DESCRIPTION OF THE TASK:
Copy every one of the records below word for word, leaving out the pictures.

++++ DATA PROVIDED

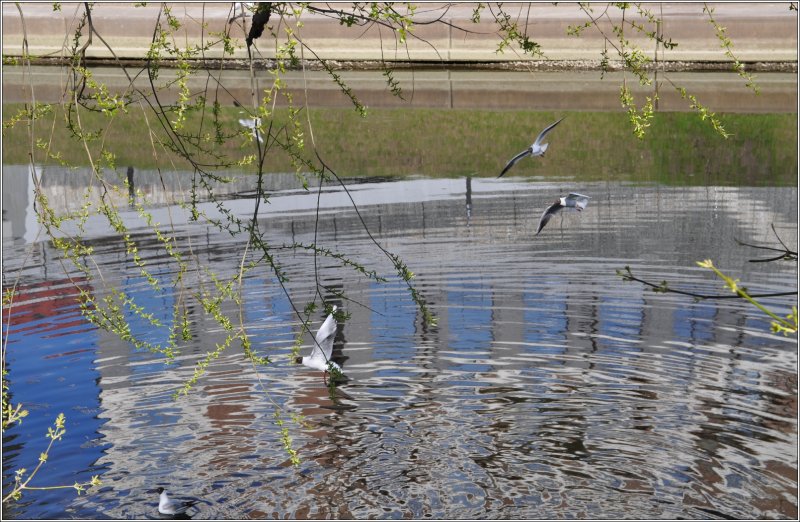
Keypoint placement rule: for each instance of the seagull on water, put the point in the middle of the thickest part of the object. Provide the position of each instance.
(573, 201)
(536, 149)
(167, 506)
(320, 358)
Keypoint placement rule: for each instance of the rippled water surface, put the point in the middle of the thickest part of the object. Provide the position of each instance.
(550, 387)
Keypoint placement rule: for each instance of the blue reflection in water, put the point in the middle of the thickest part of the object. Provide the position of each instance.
(694, 322)
(470, 320)
(50, 358)
(393, 326)
(545, 320)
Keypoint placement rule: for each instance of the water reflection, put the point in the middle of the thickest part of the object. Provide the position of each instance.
(549, 389)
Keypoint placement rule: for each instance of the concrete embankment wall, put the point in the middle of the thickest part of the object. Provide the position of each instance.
(761, 32)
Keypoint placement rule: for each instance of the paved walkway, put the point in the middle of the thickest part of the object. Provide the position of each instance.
(761, 32)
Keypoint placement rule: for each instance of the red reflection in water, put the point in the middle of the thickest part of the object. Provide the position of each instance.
(39, 301)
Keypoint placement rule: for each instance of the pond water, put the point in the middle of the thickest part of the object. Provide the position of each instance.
(550, 388)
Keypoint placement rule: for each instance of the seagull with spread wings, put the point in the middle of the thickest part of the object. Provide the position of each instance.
(573, 201)
(536, 149)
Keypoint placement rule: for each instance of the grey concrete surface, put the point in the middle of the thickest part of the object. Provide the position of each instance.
(761, 32)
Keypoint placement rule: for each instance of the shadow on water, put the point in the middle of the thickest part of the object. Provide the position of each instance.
(549, 388)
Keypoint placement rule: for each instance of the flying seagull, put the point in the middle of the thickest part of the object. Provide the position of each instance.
(572, 201)
(320, 358)
(536, 149)
(167, 506)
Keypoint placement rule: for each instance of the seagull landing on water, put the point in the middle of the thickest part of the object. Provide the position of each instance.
(572, 201)
(536, 149)
(320, 358)
(167, 506)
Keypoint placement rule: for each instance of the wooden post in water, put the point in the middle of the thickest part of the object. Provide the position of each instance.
(131, 191)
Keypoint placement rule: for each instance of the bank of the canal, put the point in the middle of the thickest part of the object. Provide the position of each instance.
(764, 34)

++++++++

EXPECTED OUTPUT:
Keypoint placement rule: for each instance of the seagull on water, put the point in the middle of the thickest part of the object. Provide the position of each instance.
(573, 201)
(536, 149)
(167, 506)
(320, 358)
Keypoint placement rule: for each instance of the rippled water surface, put the point in the middle of the thickest part of the object. Provide the position of each instance.
(550, 387)
Keypoint placement rule: for each instance of the blue reflection in water, put the point in the middle of the thickest part of the object. Provide the position of each instance.
(694, 322)
(470, 320)
(50, 358)
(393, 326)
(545, 320)
Keypoint placement rule: for each instance of the water reflection, put the point in the middle of the thickest part of the object. Provide the position of each instance.
(549, 389)
Keypoint placement rule: for each instance of the concrete embankment wall, put the point in the middle of the thickest part of the object. Provide the position of each instance.
(761, 32)
Keypoint placement rule: for each instance of the paved walkway, put the point in the middle of the thickest part of the object. Provide the position of each instance.
(761, 32)
Keypoint placement rule: for each instance of the red reflection in water, put the point in the middle of the thickest part of the object. Provide the position of each instance.
(39, 301)
Keypoint placement rule: for each instance of the pond water, put the point in the middle of the thickest part of the object. Provide the position of each instance.
(550, 388)
Keypoint placement rule: for each instance of the seagull with spread wings, put the point in the middle of the thickest part of the object. Provide the position of each instance.
(573, 201)
(536, 149)
Keypoint placement rule: for each instance of the grey concrete surface, put the point in the middle of the thickest part of the object. Provide the position of each instance.
(761, 32)
Keypoint placement rule: for each instance of the shadow on water, put the point in the middle of the thickest part of the object. Provide the position of each instance.
(549, 388)
Keypoint placement rule: for each instance of the flying seagull, put the point in the middle of the thickest part of the object. Provide the position of each instance.
(572, 201)
(320, 358)
(536, 149)
(167, 506)
Keypoint placement rule: for each instance of the seagull landing on water, put the point in the middle of the thickest part of the object. Provide the position of each instance.
(572, 201)
(536, 149)
(320, 358)
(167, 506)
Keypoint placement rule: for each instance of the wooden post in water, put the point in the middle of the thickest part of the object. Provide the position of each instance.
(131, 191)
Keypoint placement rule: for each instance of the bank of the canal, put the point in the middle of the thickest part of the object. Provide the position of each instance.
(764, 34)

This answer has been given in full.